■ The request ■
Here are some entries; quote each one exactly.

■ Input for this task ■
┌────────

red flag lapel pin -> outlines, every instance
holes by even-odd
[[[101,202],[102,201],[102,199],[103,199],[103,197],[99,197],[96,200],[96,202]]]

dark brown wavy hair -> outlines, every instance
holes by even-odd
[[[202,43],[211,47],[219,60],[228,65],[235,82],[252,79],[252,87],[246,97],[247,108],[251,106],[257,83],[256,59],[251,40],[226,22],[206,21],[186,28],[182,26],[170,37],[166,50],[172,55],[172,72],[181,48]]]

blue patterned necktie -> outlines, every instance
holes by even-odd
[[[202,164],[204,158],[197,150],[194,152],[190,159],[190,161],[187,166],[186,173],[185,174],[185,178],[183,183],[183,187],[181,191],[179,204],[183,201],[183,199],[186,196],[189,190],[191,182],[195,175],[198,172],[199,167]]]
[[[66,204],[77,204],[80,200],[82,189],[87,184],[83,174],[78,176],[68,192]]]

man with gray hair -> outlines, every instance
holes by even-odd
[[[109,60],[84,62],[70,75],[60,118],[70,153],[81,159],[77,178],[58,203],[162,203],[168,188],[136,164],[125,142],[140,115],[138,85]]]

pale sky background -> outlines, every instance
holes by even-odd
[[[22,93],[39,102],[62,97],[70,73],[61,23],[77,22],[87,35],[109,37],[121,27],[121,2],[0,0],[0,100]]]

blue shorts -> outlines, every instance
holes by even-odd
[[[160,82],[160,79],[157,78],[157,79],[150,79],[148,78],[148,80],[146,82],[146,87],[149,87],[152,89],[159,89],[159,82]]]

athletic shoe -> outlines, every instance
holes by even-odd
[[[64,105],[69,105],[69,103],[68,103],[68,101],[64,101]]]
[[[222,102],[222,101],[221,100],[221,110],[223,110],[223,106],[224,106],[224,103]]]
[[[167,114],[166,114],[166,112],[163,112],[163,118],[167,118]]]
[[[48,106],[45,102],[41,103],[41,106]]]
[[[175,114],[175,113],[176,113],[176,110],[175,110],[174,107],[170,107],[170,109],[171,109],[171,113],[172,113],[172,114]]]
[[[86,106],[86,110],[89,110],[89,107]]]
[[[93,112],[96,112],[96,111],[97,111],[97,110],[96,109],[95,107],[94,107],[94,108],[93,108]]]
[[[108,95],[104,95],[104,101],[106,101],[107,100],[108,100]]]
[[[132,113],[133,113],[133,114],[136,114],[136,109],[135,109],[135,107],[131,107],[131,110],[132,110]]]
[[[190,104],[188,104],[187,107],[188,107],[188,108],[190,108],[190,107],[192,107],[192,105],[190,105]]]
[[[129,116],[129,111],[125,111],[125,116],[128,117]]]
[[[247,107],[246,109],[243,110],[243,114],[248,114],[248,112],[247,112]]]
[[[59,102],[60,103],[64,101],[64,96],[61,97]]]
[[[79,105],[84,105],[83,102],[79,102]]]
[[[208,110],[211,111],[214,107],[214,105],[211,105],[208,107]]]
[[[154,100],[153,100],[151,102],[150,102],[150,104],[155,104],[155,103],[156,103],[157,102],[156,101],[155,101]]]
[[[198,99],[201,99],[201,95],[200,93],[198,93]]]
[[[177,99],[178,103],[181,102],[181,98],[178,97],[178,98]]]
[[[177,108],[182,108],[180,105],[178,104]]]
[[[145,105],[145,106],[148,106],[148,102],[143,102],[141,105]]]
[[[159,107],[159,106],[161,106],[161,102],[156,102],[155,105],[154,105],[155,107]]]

└────────

■ Solution to this task ■
red flag lapel pin -> outlines, every instance
holes by even-odd
[[[101,202],[102,201],[102,199],[103,199],[103,197],[99,197],[96,200],[96,202]]]

dark brown wavy hair -> outlines, every instance
holes by even-odd
[[[202,43],[211,47],[219,60],[228,65],[235,82],[252,79],[252,87],[246,97],[247,108],[251,106],[257,83],[256,59],[251,40],[226,22],[206,21],[186,28],[182,26],[170,37],[166,50],[172,55],[172,72],[181,48]]]

blue patterned necktie -> outlines, every instance
holes by even-odd
[[[202,164],[204,158],[197,150],[194,152],[190,159],[190,161],[187,166],[186,173],[185,174],[185,178],[183,183],[183,187],[181,191],[179,204],[183,201],[183,199],[186,196],[189,190],[191,182],[195,175],[198,172],[199,167]]]
[[[66,204],[77,204],[80,200],[82,189],[87,184],[83,174],[78,176],[68,192]]]

man with gray hair -> outlines, every instance
holes by even-odd
[[[109,60],[84,62],[70,75],[60,118],[70,153],[81,159],[77,178],[58,203],[162,203],[168,188],[136,164],[125,142],[140,115],[138,85]]]

pale sky background -> outlines, every instance
holes by even-odd
[[[22,93],[39,102],[62,97],[70,73],[61,23],[77,22],[87,35],[109,37],[121,27],[121,2],[0,0],[0,100]]]

blue shorts -> outlines, every instance
holes by even-odd
[[[160,82],[160,79],[157,78],[157,79],[150,79],[148,78],[148,80],[146,82],[146,87],[149,87],[152,89],[159,89],[159,82]]]

athletic shoe -> outlines, every instance
holes by even-odd
[[[64,105],[69,105],[69,103],[68,103],[68,101],[64,101]]]
[[[222,102],[222,101],[221,100],[221,110],[223,110],[223,106],[224,106],[224,103]]]
[[[167,114],[166,114],[166,112],[163,112],[163,118],[167,118]]]
[[[48,106],[45,102],[41,103],[41,106]]]
[[[175,114],[175,113],[176,113],[176,110],[175,110],[174,107],[170,107],[170,109],[171,109],[171,113],[172,113],[172,114]]]
[[[86,106],[86,110],[89,110],[89,107]]]
[[[93,112],[96,112],[96,111],[97,111],[97,110],[96,109],[95,107],[94,107],[94,108],[93,108]]]
[[[108,95],[104,95],[104,101],[106,101],[107,100],[108,100]]]
[[[132,113],[133,113],[133,114],[136,114],[136,109],[135,109],[135,107],[131,107],[131,110],[132,110]]]
[[[190,104],[188,104],[187,107],[188,107],[188,108],[190,108],[190,107],[192,107],[192,105],[190,105]]]
[[[129,116],[129,111],[125,111],[125,116],[128,117]]]
[[[247,107],[246,109],[243,110],[243,114],[248,114],[248,112],[247,112]]]
[[[59,102],[60,103],[64,101],[64,96],[61,97]]]
[[[79,105],[84,105],[83,102],[79,102]]]
[[[208,110],[211,111],[214,107],[214,105],[211,105],[208,107]]]
[[[154,100],[153,100],[151,102],[150,102],[150,104],[155,104],[155,103],[156,103],[157,102],[156,101],[155,101]]]
[[[198,99],[201,99],[201,95],[200,93],[198,93]]]
[[[177,99],[178,103],[181,102],[181,98],[178,97],[178,98]]]
[[[177,108],[182,108],[180,105],[178,104]]]
[[[145,105],[145,106],[148,106],[148,102],[143,102],[141,105]]]
[[[159,107],[159,106],[161,106],[161,102],[156,102],[155,105],[154,105],[155,107]]]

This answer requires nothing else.